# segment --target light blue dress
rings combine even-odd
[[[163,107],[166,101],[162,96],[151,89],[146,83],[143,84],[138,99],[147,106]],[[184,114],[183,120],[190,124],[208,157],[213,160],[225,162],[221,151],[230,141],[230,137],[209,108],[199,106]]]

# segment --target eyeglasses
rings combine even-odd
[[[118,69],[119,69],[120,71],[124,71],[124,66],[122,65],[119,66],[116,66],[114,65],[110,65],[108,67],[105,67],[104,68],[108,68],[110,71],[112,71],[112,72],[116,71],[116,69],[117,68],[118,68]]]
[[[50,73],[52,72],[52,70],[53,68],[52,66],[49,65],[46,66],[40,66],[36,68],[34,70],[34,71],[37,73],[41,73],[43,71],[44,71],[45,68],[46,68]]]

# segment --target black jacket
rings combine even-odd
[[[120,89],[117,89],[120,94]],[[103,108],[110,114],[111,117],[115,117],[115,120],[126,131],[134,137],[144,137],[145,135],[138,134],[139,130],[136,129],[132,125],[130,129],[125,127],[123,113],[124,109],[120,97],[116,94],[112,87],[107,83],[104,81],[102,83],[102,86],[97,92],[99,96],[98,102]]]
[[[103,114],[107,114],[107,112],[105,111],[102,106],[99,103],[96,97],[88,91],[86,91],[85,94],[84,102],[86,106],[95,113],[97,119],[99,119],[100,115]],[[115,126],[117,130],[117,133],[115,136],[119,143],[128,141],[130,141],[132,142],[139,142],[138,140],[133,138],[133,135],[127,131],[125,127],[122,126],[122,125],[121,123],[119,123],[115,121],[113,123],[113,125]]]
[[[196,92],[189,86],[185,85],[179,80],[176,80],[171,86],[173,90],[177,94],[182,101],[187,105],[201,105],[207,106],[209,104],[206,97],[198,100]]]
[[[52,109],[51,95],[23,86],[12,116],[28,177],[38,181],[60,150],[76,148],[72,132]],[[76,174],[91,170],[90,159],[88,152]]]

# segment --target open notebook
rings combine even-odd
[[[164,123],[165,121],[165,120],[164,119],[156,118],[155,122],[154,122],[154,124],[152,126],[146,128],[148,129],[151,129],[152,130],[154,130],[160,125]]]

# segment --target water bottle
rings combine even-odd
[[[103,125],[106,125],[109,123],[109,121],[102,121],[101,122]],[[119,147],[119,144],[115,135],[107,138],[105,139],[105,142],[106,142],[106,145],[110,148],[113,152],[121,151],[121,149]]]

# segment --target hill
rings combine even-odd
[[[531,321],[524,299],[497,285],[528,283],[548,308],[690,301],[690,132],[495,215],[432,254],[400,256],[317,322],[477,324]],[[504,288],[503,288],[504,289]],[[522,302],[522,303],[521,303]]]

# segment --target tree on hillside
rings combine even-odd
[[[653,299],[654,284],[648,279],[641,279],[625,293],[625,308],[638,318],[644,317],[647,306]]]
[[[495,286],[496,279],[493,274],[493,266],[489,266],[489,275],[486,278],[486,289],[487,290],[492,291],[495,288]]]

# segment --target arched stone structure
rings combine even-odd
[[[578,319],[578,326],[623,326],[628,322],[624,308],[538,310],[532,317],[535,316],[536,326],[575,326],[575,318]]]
——
**REQUIREMENTS:**
Please change "even-odd" to "nonzero" wherever it appears in the records above, keeping everything else the same.

**WRITTEN RESPONSE:**
# segment --target light blue dress
rings combine nonzero
[[[163,107],[166,101],[162,96],[151,89],[146,83],[143,84],[138,99],[147,106]],[[184,114],[183,120],[190,124],[208,157],[213,160],[225,162],[221,151],[230,141],[230,137],[209,108],[199,106]]]

# segment --target eyeglasses
rings combine nonzero
[[[118,69],[119,69],[120,71],[124,71],[124,66],[122,65],[119,66],[116,66],[114,65],[110,65],[108,67],[105,67],[104,68],[108,68],[110,71],[112,71],[112,72],[116,71],[116,69],[117,68],[118,68]]]
[[[50,73],[52,72],[52,70],[53,68],[52,66],[49,65],[46,66],[40,66],[36,68],[34,70],[34,71],[37,73],[41,73],[43,71],[44,71],[45,68],[46,68]]]

# segment --target black jacket
rings combine nonzero
[[[120,89],[117,89],[120,94]],[[103,108],[110,114],[111,117],[115,117],[115,120],[126,131],[134,137],[144,137],[145,135],[138,134],[139,130],[136,129],[132,125],[130,129],[125,127],[123,113],[124,109],[120,97],[116,94],[112,87],[107,83],[104,81],[102,83],[102,86],[97,92],[99,96],[98,102]]]
[[[103,114],[107,114],[107,112],[105,111],[102,106],[99,103],[96,97],[88,91],[86,91],[85,94],[84,102],[86,106],[95,113],[97,119],[99,119],[100,115]],[[115,126],[117,130],[117,133],[115,136],[119,143],[128,141],[130,141],[132,142],[139,142],[138,140],[133,138],[133,135],[127,131],[125,127],[122,126],[122,125],[121,123],[119,123],[115,121],[113,123],[113,125]]]
[[[196,92],[189,86],[185,85],[179,80],[176,80],[171,86],[173,90],[177,94],[182,101],[187,105],[201,105],[207,106],[209,104],[206,97],[198,100]]]
[[[52,109],[51,95],[23,86],[12,116],[28,177],[38,181],[60,150],[76,148],[72,132]],[[76,174],[91,170],[90,159],[88,152]]]

# segment --target open notebook
rings combine nonzero
[[[164,123],[165,121],[165,120],[164,119],[156,118],[155,122],[154,122],[154,124],[152,126],[146,128],[148,129],[151,129],[152,130],[154,130],[160,125]]]

# segment --target water bottle
rings combine nonzero
[[[103,125],[106,125],[109,123],[109,121],[102,121],[101,122]],[[119,147],[119,144],[115,135],[107,138],[105,139],[105,142],[106,142],[106,145],[110,148],[113,152],[121,151],[121,149]]]

# segment --target hill
rings combine nonzero
[[[531,321],[524,299],[497,285],[528,283],[548,308],[690,301],[690,132],[495,215],[432,254],[400,256],[317,322],[477,324]],[[504,288],[503,288],[504,289]],[[522,302],[522,303],[521,303]]]

# segment --target tree on hillside
rings combine nonzero
[[[653,299],[654,284],[648,279],[641,279],[625,293],[625,308],[638,318],[644,317],[647,306]]]
[[[495,286],[496,279],[493,274],[493,266],[489,266],[489,275],[486,278],[486,289],[487,290],[492,291],[495,288]]]

# segment --target arched stone structure
rings combine nonzero
[[[578,319],[578,326],[623,326],[628,322],[624,308],[538,310],[532,317],[535,316],[536,326],[575,326],[575,318]]]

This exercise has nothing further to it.